**** Given text ****

Deliverability is the art of getting emails into recipients’ inboxes. It’s a measure of how well emails reach their intended recipients, depending on the messaging services they use.

😈 Obstacles to deliverability

Certain factors can penalize deliverability. For example:

  • Shipments without proper configuration ❌
  • Sending from a free email domain (such as Yahoo or Gmail)
  • A lack of engagement (few openings or clicks) 🚫
  • Using URL shorteners
  • The difficulty for Internet users to unsubscribe 🔄

📈 The Ediware emailing platform accurately measures the rate of successful mails, i.e. the proportion of rejected mails (bounces) in relation to the total number of mailings.

🚫 What is an email bounce?

Mails can be rejected for two reasons.

Hard bounce: The permanent error

The address is invalid or incorrect.

An e-mail address is made up of a user and a domain name. In the address test@example.com

  • there’s the user: test
  • and the domain name: example.com

For a mail server, the first step when sending an e-mail is to identify the domain name of the recipient’s address; to see if it exists and to retrieve the mail server managing this domain name by querying its DNS. If one of these steps fails, sending stops and the e-mail is rejected directly by the sending server, which cannot contact the remote mail server. This is a hard bounce 🚧.

**** Stored records ****

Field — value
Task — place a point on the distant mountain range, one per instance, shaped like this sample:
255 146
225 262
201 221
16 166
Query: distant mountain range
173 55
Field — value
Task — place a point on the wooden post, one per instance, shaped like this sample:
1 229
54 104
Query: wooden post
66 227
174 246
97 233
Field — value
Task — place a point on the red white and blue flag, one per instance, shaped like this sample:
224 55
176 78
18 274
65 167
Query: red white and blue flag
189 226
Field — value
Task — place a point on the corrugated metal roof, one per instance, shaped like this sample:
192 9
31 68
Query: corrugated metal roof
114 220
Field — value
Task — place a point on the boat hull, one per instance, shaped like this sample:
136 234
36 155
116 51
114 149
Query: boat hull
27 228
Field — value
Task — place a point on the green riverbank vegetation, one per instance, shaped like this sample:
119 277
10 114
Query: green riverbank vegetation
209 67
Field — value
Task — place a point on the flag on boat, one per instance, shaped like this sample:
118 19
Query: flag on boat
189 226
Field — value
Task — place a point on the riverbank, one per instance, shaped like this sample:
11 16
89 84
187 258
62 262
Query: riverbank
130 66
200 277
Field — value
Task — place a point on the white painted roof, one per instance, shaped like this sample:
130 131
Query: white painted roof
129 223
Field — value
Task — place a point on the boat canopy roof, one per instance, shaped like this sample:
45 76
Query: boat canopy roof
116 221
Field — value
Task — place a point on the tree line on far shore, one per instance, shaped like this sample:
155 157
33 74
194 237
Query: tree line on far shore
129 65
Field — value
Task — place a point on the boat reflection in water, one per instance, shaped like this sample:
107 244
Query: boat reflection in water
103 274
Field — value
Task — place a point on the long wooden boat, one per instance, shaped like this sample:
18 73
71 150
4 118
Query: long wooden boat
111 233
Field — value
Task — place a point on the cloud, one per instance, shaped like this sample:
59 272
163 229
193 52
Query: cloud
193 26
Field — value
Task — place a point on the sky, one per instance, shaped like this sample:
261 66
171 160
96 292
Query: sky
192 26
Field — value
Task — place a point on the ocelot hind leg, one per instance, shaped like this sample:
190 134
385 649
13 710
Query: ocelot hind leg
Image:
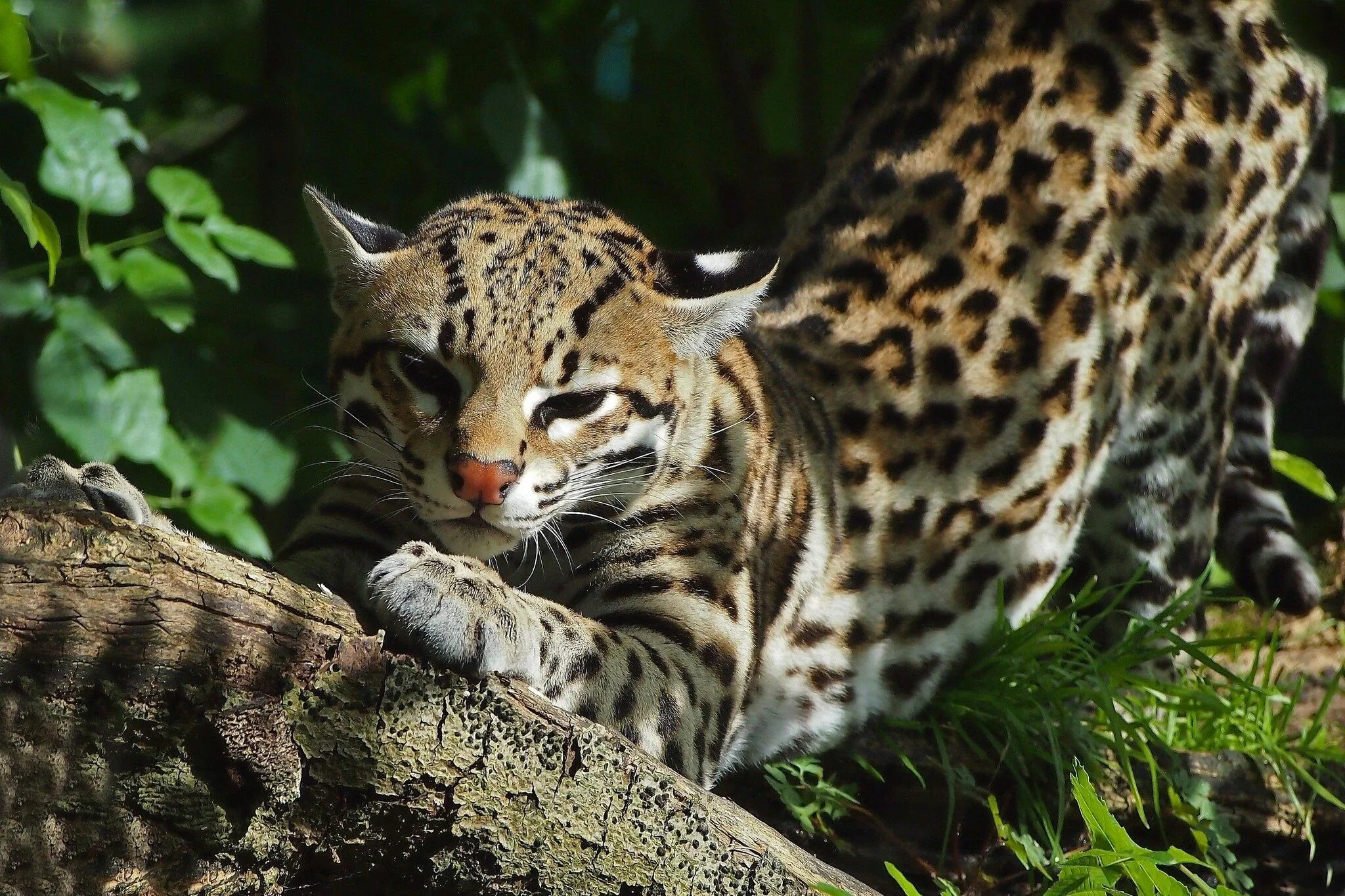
1152 517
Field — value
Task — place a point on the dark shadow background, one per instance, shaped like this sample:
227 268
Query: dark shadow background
703 121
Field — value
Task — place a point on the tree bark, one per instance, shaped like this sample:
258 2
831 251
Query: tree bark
174 719
178 720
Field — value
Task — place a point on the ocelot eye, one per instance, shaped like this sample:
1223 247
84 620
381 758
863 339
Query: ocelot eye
430 377
568 406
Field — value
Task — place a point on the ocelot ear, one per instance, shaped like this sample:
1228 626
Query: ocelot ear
357 247
711 296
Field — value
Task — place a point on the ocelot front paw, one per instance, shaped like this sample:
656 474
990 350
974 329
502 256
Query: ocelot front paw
454 610
97 485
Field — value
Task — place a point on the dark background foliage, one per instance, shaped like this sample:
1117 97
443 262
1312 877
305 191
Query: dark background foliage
699 121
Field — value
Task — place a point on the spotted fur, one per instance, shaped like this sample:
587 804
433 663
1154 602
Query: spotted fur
1036 316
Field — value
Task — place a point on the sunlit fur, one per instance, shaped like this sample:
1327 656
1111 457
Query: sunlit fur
1034 317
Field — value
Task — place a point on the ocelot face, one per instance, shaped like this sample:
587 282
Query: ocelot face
516 364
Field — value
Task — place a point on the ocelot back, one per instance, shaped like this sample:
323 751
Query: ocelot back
1036 316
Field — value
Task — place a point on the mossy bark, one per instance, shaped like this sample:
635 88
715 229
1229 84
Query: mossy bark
177 720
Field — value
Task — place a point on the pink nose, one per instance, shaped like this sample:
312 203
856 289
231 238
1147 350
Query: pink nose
479 481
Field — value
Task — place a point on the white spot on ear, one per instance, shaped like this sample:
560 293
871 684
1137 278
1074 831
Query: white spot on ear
717 263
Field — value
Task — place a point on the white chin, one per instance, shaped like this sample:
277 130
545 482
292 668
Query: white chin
474 540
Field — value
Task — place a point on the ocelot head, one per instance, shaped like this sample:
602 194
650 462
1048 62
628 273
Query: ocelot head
517 364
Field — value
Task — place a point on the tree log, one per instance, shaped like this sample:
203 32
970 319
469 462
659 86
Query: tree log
178 720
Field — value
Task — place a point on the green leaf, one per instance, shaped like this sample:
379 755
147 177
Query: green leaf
81 160
82 320
1333 270
254 458
1103 828
159 284
24 297
248 244
106 268
195 245
177 316
1028 851
248 536
222 509
15 49
903 882
69 385
183 191
1302 472
525 140
1338 213
177 461
35 222
136 414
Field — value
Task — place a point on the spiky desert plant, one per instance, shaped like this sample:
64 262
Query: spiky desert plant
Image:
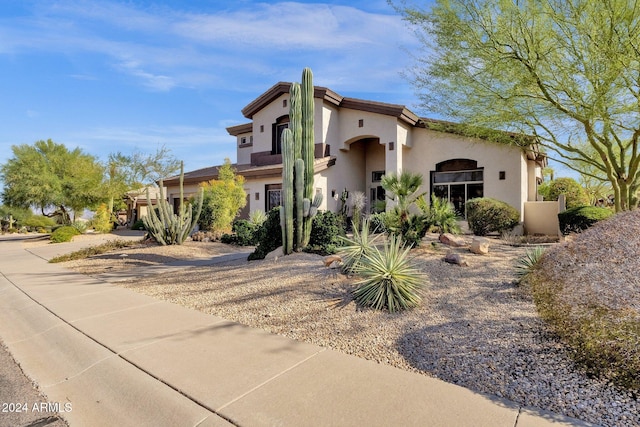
286 214
257 217
358 202
355 247
308 144
526 263
167 227
389 278
299 201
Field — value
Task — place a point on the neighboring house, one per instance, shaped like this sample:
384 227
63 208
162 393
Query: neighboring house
136 201
358 141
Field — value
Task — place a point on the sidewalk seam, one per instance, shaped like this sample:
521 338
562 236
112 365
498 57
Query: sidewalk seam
118 355
232 401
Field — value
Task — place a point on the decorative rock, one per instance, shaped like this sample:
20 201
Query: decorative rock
479 246
451 240
274 254
455 258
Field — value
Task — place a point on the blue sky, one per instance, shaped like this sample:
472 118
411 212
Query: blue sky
111 76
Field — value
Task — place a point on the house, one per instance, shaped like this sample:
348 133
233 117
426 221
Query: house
358 141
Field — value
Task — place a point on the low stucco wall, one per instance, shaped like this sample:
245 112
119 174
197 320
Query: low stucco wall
541 218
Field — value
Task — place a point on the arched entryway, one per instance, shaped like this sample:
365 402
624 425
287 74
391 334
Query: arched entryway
458 180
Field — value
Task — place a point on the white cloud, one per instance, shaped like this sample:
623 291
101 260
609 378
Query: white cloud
164 49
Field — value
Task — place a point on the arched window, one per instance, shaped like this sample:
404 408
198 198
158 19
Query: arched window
278 127
458 180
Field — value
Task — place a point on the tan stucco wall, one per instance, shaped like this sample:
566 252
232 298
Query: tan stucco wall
431 147
266 117
375 125
243 156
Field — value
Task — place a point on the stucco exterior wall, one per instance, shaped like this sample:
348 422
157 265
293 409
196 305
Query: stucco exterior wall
430 148
244 151
373 125
542 218
265 118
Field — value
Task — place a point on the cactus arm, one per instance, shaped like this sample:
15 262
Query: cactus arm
308 143
286 211
299 198
295 118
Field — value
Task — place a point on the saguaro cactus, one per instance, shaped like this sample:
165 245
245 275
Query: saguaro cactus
308 145
167 227
297 187
286 211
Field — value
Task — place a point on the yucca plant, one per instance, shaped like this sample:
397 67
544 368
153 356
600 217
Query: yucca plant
389 278
354 248
526 263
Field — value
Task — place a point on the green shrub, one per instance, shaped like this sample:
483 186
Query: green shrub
326 231
138 225
575 194
257 217
268 235
440 215
64 234
38 221
376 223
582 217
486 215
389 279
526 264
356 247
223 199
81 226
101 221
244 233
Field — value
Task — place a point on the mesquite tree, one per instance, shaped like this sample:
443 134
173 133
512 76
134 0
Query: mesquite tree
565 71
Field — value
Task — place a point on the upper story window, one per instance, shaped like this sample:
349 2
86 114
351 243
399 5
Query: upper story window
246 140
279 126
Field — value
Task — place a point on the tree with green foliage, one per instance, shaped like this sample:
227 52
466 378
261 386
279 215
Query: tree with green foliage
223 199
564 71
134 172
575 195
50 177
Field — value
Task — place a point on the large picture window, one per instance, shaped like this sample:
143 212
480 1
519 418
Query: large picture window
457 181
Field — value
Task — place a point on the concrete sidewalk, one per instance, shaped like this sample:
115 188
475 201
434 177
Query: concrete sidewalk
115 357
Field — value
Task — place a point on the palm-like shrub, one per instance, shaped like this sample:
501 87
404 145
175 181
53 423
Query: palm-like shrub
356 247
526 263
440 214
389 278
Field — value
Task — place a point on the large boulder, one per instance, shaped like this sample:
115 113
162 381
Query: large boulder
455 258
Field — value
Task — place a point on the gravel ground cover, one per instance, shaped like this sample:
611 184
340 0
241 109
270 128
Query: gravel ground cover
475 327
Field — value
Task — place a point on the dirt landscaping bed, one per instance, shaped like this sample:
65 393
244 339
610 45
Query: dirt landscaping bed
475 327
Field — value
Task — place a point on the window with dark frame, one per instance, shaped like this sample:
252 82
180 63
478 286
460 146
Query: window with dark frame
376 176
278 128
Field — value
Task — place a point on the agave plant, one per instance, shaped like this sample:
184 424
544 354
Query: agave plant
389 278
526 263
354 248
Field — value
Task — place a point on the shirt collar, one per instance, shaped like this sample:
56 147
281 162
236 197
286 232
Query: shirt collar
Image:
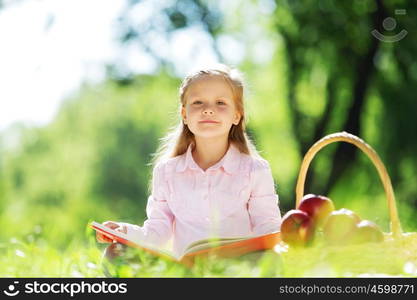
229 162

****

> [Challenge] Write a continuation of the email deliverability text, starting right after its final sentence. The material has no connection to the email deliverability text.

> [Result below]
If all has gone well, the second step is to send the e-mail to the recipient’s mail server. For this, an SMTP transaction is established. If the user doesn’t exist (what’s in front of the @), the remote mail server will reject the e-mail. Either immediately during the SMTP transaction, or subsequently, by sending an error e-mail to the sender’s e-mail address. This is also known as a hard bounce.

Soft bounce: The temporary error

We’ve reached the second stage: the domain name of the recipient’s address exists, and there’s a remote mail server up and running. However, the recipient’s mail server refuses the message during the SMTP transaction, indicating that the user certainly exists, but that it cannot accept the message. There may be several reasons for this:

  1. The remote server is too busy 🔄
  2. The message is rejected as “spam related” 🚫
  3. The message does not respect the conditions imposed by the recipient’s mail server (“policy-related”). This can happen, for example, if the remote server imposes a limit on the number of messages a sender can send.
  4. The recipient’s mailbox is full 📬

📈 How to assess the deliverability of an email campaign?

t’s impossible to know exactly what proportion of successful e-mails reaches the inbox and what proportion ends up in the spam folder.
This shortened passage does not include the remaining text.